▸ DOCUMENT EXTRACT

• • • • • • •

Management Commentary

  • “We are reducing our full-year guidance ranges for sales and adjusted EBITDA to reflect the expected impact of various temporary reductions in customer production volume... Importantly, even with [Q4] challenges, we still expect to deliver significantly higher adjusted EBITDA and positive free cash flow for the full year.” — Jeff Edwards, CEO .
  • “Net cash provided by operating activities was approximately $39M... resulting in net free cash flow of approximately $27M... We ended the third quarter with a cash balance of approximately $148M... total liquidity of approximately $314M.” — Jon Banas, CFO .
  • “During the third quarter of 2025, we received $96M in net new business awards... 83% were related to battery electric or hybrid platforms.” — Jeff Edwards, CEO .

Q&A Highlights

  • Customer production disruptions: Management expects significant Q4 impact due to an aluminum supply chain issue at the largest customer, with plans to make up lost production in early 2026; F-150 cited as highest-content vehicle .

• • • • • • •

▸ PROVIDED RECORDS
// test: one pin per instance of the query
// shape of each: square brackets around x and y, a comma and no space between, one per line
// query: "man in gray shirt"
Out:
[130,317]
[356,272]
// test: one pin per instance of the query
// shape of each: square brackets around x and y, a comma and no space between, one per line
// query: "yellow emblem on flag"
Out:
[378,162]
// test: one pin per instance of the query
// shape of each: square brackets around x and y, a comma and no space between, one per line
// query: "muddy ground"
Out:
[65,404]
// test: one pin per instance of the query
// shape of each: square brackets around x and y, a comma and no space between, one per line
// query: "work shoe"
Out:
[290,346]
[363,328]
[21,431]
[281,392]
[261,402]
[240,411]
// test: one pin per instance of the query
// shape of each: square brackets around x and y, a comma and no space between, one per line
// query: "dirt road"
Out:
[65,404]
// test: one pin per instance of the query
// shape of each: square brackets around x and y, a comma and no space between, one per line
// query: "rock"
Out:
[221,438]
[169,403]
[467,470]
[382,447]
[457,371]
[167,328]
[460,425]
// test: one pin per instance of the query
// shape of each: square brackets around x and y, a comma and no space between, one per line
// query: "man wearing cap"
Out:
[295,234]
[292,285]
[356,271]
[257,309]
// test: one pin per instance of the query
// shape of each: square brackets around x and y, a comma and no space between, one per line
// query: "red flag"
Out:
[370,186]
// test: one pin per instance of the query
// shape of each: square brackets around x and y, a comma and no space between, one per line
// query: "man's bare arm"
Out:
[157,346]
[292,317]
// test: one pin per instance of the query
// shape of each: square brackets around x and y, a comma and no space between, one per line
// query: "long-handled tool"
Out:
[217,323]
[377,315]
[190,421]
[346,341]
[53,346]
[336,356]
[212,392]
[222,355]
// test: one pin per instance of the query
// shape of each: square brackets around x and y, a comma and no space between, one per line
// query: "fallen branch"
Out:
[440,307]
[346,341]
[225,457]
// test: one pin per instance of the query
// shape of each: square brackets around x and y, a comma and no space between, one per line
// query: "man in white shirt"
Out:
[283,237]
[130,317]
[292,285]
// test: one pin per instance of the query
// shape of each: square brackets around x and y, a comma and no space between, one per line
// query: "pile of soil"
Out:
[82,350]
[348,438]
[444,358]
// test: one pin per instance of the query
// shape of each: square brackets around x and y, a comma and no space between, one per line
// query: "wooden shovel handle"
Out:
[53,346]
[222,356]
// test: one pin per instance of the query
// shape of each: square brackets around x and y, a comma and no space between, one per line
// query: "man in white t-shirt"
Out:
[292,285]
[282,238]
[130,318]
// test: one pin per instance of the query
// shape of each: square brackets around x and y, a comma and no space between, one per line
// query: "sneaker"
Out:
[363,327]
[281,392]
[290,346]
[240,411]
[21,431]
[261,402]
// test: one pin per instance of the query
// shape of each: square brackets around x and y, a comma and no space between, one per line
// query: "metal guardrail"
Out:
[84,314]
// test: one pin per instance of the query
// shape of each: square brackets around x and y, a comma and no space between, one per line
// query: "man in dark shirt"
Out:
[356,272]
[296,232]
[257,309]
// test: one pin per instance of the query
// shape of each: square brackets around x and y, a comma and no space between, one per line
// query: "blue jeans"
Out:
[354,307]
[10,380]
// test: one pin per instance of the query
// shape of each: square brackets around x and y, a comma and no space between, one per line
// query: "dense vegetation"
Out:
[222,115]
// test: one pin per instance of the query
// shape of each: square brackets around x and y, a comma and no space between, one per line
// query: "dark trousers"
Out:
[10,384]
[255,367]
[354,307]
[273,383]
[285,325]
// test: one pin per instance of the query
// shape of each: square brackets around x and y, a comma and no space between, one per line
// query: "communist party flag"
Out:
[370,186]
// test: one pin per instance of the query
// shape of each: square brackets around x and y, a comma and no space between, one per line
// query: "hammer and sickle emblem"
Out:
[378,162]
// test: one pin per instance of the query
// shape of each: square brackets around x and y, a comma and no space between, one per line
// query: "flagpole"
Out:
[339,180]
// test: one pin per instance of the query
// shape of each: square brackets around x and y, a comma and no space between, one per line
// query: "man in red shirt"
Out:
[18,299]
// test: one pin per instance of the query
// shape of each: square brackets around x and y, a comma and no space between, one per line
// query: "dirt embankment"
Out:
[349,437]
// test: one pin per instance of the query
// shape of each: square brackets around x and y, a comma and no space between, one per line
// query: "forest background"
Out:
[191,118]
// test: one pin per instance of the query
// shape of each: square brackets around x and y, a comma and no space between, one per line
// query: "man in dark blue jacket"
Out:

• • • • • • •

Reproduce the management commentary word for word, from its heading through the last bullet under the Q&A highlights. The material can be left aside.

Management Commentary

  • “We are reducing our full-year guidance ranges for sales and adjusted EBITDA to reflect the expected impact of various temporary reductions in customer production volume... Importantly, even with [Q4] challenges, we still expect to deliver significantly higher adjusted EBITDA and positive free cash flow for the full year.” — Jeff Edwards, CEO .
  • “Net cash provided by operating activities was approximately $39M... resulting in net free cash flow of approximately $27M... We ended the third quarter with a cash balance of approximately $148M... total liquidity of approximately $314M.” — Jon Banas, CFO .
  • “During the third quarter of 2025, we received $96M in net new business awards... 83% were related to battery electric or hybrid platforms.” — Jeff Edwards, CEO .

Q&A Highlights

  • Customer production disruptions: Management expects significant Q4 impact due to an aluminum supply chain issue at the largest customer, with plans to make up lost production in early 2026; F-150 cited as highest-content vehicle .